▶ _WHAT THE TASK ASKS_
Leave out the pictures and repeat everything else in the records exactly.

----- SUPPLIED RECORDS

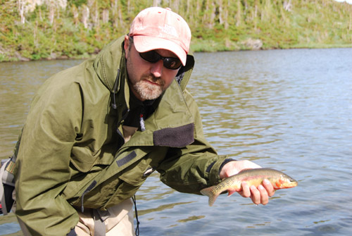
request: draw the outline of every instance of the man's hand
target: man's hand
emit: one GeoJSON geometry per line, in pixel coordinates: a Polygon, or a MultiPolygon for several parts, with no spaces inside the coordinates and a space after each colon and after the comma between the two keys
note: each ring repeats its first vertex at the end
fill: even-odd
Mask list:
{"type": "MultiPolygon", "coordinates": [[[[244,169],[252,169],[261,168],[260,166],[250,161],[236,161],[226,163],[220,173],[221,179],[236,175],[244,169]]],[[[239,194],[243,197],[250,197],[255,204],[265,205],[269,201],[269,197],[274,195],[275,191],[271,182],[268,180],[263,181],[263,185],[258,187],[249,186],[246,182],[242,182],[242,191],[239,194]]]]}

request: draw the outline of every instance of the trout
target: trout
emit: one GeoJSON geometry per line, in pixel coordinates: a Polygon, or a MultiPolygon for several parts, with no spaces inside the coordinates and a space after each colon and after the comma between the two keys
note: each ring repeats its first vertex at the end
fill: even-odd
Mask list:
{"type": "Polygon", "coordinates": [[[236,175],[225,178],[217,185],[201,190],[201,193],[209,197],[209,206],[211,206],[222,192],[227,190],[228,196],[230,196],[234,192],[242,190],[242,182],[246,182],[249,186],[258,187],[264,179],[270,181],[275,190],[294,187],[298,184],[297,181],[279,170],[260,168],[243,170],[236,175]]]}

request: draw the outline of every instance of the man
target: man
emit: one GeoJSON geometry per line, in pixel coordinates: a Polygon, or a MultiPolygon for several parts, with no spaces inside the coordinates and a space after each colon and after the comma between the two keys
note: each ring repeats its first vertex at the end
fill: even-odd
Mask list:
{"type": "MultiPolygon", "coordinates": [[[[26,235],[133,235],[131,198],[154,170],[182,192],[199,191],[249,161],[219,156],[185,89],[191,32],[171,10],[149,8],[129,35],[95,59],[47,80],[16,145],[15,214],[26,235]]],[[[266,204],[265,181],[240,194],[266,204]]]]}

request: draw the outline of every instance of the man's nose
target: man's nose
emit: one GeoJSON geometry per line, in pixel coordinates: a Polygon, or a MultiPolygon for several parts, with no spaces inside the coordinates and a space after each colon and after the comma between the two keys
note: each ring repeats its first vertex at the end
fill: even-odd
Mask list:
{"type": "Polygon", "coordinates": [[[151,68],[151,73],[156,77],[161,77],[161,74],[163,73],[163,60],[159,60],[155,63],[153,63],[153,66],[151,68]]]}

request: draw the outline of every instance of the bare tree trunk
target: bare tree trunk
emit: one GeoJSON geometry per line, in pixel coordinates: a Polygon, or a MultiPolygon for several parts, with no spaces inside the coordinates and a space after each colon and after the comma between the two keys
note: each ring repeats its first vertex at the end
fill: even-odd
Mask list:
{"type": "Polygon", "coordinates": [[[18,0],[17,6],[18,8],[18,12],[20,13],[20,23],[21,24],[24,25],[25,23],[25,4],[23,3],[23,0],[18,0]]]}
{"type": "Polygon", "coordinates": [[[50,4],[49,9],[49,21],[51,25],[54,23],[54,15],[55,15],[55,6],[54,6],[54,4],[50,4]]]}
{"type": "Polygon", "coordinates": [[[82,22],[84,28],[88,27],[88,20],[89,19],[89,8],[86,5],[82,6],[82,22]]]}
{"type": "Polygon", "coordinates": [[[109,10],[103,9],[103,23],[106,24],[109,22],[109,10]]]}
{"type": "Polygon", "coordinates": [[[73,20],[75,21],[75,25],[78,25],[78,23],[80,20],[78,19],[79,14],[78,14],[78,10],[77,9],[77,7],[75,5],[73,5],[71,8],[72,13],[73,15],[73,20]]]}
{"type": "Polygon", "coordinates": [[[236,26],[241,25],[242,19],[242,4],[241,0],[237,0],[237,13],[236,13],[236,26]]]}

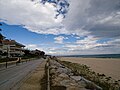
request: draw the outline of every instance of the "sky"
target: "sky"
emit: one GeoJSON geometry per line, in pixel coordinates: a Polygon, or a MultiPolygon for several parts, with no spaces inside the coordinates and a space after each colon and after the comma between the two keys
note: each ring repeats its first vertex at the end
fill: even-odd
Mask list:
{"type": "Polygon", "coordinates": [[[0,32],[50,55],[120,54],[120,0],[50,1],[0,0],[0,32]]]}

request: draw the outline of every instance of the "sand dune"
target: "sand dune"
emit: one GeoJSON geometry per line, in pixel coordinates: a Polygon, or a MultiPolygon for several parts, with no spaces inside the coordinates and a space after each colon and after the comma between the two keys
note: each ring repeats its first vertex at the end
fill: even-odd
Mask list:
{"type": "Polygon", "coordinates": [[[120,59],[78,57],[60,57],[60,59],[62,61],[85,64],[97,73],[104,73],[115,80],[120,80],[120,59]]]}

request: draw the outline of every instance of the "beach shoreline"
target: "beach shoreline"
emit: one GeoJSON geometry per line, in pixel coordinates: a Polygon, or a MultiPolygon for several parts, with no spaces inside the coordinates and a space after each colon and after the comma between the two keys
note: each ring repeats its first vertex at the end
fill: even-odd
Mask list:
{"type": "Polygon", "coordinates": [[[96,73],[105,74],[114,80],[120,80],[120,60],[116,58],[59,57],[61,61],[84,64],[96,73]]]}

----------

▶ _SOLUTION FOR THIS PROBLEM_
request: draw the outline of every instance of the man's hand
target: man's hand
emit: one GeoJSON geometry per line, in pixel coordinates: a Polygon, or a MultiPolygon for several parts, with no spaces inside the coordinates and a space after each colon and after the comma between the two keys
note: each ring repeats its first vertex at the end
fill: even-odd
Mask list:
{"type": "MultiPolygon", "coordinates": [[[[244,169],[252,169],[261,168],[260,166],[250,161],[236,161],[226,163],[220,173],[221,179],[236,175],[244,169]]],[[[239,194],[243,197],[250,197],[255,204],[265,205],[269,201],[269,197],[274,195],[275,191],[271,182],[268,180],[263,181],[263,185],[258,187],[249,186],[246,182],[242,182],[242,191],[239,194]]]]}

request: draw the outline of every instance of the trout
target: trout
emit: one GeoJSON geometry per line, in pixel coordinates: a Polygon, or a MultiPolygon for several parts, with no spaces inside the coordinates and a space after each colon and after the comma between the two keys
note: each ring repeats its first vertex at the end
fill: even-odd
Mask list:
{"type": "Polygon", "coordinates": [[[236,175],[225,178],[217,185],[201,190],[201,193],[209,197],[209,206],[211,206],[222,192],[227,190],[228,196],[230,196],[234,192],[242,190],[242,182],[246,182],[249,186],[258,187],[264,179],[270,181],[275,190],[294,187],[298,184],[297,181],[279,170],[260,168],[243,170],[236,175]]]}

request: draw the outline of every instance of the man
target: man
emit: one GeoJSON geometry per line, in pixel coordinates: a Polygon, or a MultiPolygon for several parts, with no spaces inside the coordinates and a space after each colon and after the comma between the two keys
note: each ring repeats its first vertex at the end
fill: even-odd
Mask list:
{"type": "MultiPolygon", "coordinates": [[[[26,235],[133,235],[131,198],[154,170],[182,192],[199,191],[249,161],[219,156],[185,89],[191,32],[171,10],[149,8],[129,35],[95,59],[47,80],[16,145],[15,214],[26,235]]],[[[266,204],[265,181],[240,194],[266,204]]]]}

request: draw the outline of every instance of the man's nose
target: man's nose
emit: one GeoJSON geometry per line, in pixel coordinates: a Polygon, or a MultiPolygon for several parts, with no spaces inside the coordinates and a space after each colon and after the comma between the two keys
note: each ring repeats its first vertex at the end
fill: even-odd
Mask list:
{"type": "Polygon", "coordinates": [[[151,68],[151,73],[156,77],[161,77],[161,74],[163,73],[163,60],[159,60],[155,63],[153,63],[153,66],[151,68]]]}

request: draw the outline of every instance of the bare tree trunk
target: bare tree trunk
emit: one GeoJSON geometry per line, in pixel coordinates: a Polygon, or a MultiPolygon for several parts, with no spaces inside the coordinates and a space after each colon and after the comma between the two keys
note: each ring repeats its first vertex at the end
fill: even-odd
Mask list:
{"type": "Polygon", "coordinates": [[[18,0],[17,6],[18,8],[18,12],[20,13],[20,23],[21,24],[24,25],[25,23],[25,4],[23,3],[23,0],[18,0]]]}
{"type": "Polygon", "coordinates": [[[50,4],[49,9],[49,21],[51,25],[54,23],[54,15],[55,15],[55,6],[54,6],[54,4],[50,4]]]}
{"type": "Polygon", "coordinates": [[[82,22],[84,28],[88,27],[88,20],[89,19],[89,8],[86,5],[82,6],[82,22]]]}
{"type": "Polygon", "coordinates": [[[109,10],[103,9],[103,23],[106,24],[109,22],[109,10]]]}
{"type": "Polygon", "coordinates": [[[73,20],[75,21],[75,25],[78,25],[78,23],[80,20],[78,19],[79,14],[78,14],[78,10],[77,9],[77,7],[75,5],[73,5],[71,8],[72,13],[73,15],[73,20]]]}
{"type": "Polygon", "coordinates": [[[236,26],[241,25],[242,19],[242,4],[241,0],[237,0],[237,13],[236,13],[236,26]]]}

request: draw the outline of every instance of the "sky"
target: "sky"
emit: one GeoJSON geometry per line, in pixel coordinates: a Polygon, or a MultiPolygon for several parts, with no spaces inside the coordinates and a space after each colon and after the comma between the two keys
note: each ring repeats its first vertex at the end
fill: even-odd
Mask list:
{"type": "Polygon", "coordinates": [[[0,32],[50,55],[120,54],[120,0],[50,1],[0,0],[0,32]]]}

request: draw the outline of every instance of the "sand dune"
target: "sand dune"
emit: one GeoJSON geometry per line, in pixel coordinates: a Polygon, or a MultiPolygon for several parts, with no spaces inside the coordinates and a space after each colon and after the comma between the two keys
note: each ring repeats its first vertex at the end
fill: even-odd
Mask list:
{"type": "Polygon", "coordinates": [[[120,59],[78,57],[60,57],[60,59],[62,61],[85,64],[97,73],[104,73],[115,80],[120,80],[120,59]]]}

request: draw the outline of every instance of the "beach shoreline"
target: "beach shoreline"
emit: one GeoJSON geometry per line, in pixel coordinates: a Polygon, or a MultiPolygon for several parts, with no spaces inside the coordinates and a space after each colon and after the comma between the two keys
note: each ring repeats its first vertex at the end
fill: even-odd
Mask list:
{"type": "Polygon", "coordinates": [[[96,73],[105,74],[114,80],[120,80],[120,60],[116,58],[59,57],[61,61],[84,64],[96,73]]]}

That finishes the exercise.